Nice review Jamstar.



jamstar said:


> I'm using their foundation.  The number rubbed off, but I think it's No. 7.  It is perfect for me, looks like my skin colour.  Bought it in February. this year.  Haven't used any thing else since (have used MAC NC 50, MAC Mineralize Dark and Deep Dark, Nars Jamaica, Bare essentials Deeper? and MUFE -the water gel one- No.12),  I hardly wore foundation before. I could never find a good  match and it made my skin look dull/ flat.
> 
> I also bought and absolutely love the Embelliseur de Teint- like a luminizer/ highlight thing.  I use it all over my face under, mixed with or instead of foundation.  It's the golden bronzy one.  Actually, usually I  just use this on it's own.   It's very subtle and I often get compliments on my skin (not my make up) when I wear it.
> 
> ...


----------



## MoGiselle (Nov 1, 2010)

Your objective :: Print the passage of the foundation thread from "Nice review Jamstar." to "when I wear it.", word for word.

Extracted information ::
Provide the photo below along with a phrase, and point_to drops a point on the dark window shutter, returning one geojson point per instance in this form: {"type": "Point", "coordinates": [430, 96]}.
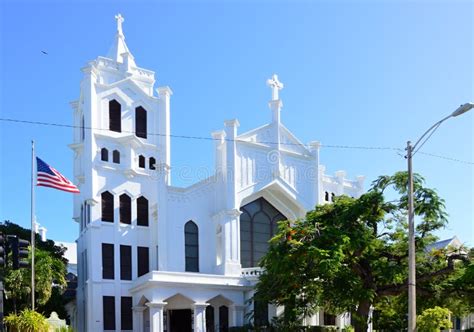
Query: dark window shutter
{"type": "Point", "coordinates": [115, 116]}
{"type": "Point", "coordinates": [140, 122]}
{"type": "Point", "coordinates": [143, 260]}
{"type": "Point", "coordinates": [125, 209]}
{"type": "Point", "coordinates": [152, 163]}
{"type": "Point", "coordinates": [107, 207]}
{"type": "Point", "coordinates": [126, 315]}
{"type": "Point", "coordinates": [104, 154]}
{"type": "Point", "coordinates": [141, 161]}
{"type": "Point", "coordinates": [108, 309]}
{"type": "Point", "coordinates": [125, 262]}
{"type": "Point", "coordinates": [107, 261]}
{"type": "Point", "coordinates": [191, 247]}
{"type": "Point", "coordinates": [142, 211]}
{"type": "Point", "coordinates": [116, 156]}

Correct response ::
Nice review Jamstar.



jamstar said:


> I'm using their foundation.  The number rubbed off, but I think it's No. 7.  It is perfect for me, looks like my skin colour.  Bought it in February. this year.  Haven't used any thing else since (have used MAC NC 50, MAC Mineralize Dark and Deep Dark, Nars Jamaica, Bare essentials Deeper? and MUFE -the water gel one- No.12),  I hardly wore foundation before. I could never find a good  match and it made my skin look dull/ flat.
> 
> I also bought and absolutely love the Embelliseur de Teint- like a luminizer/ highlight thing.  I use it all over my face under, mixed with or instead of foundation.  It's the golden bronzy one.  Actually, usually I  just use this on it's own.   It's very subtle and I often get compliments on my skin (not my make up) when I wear it.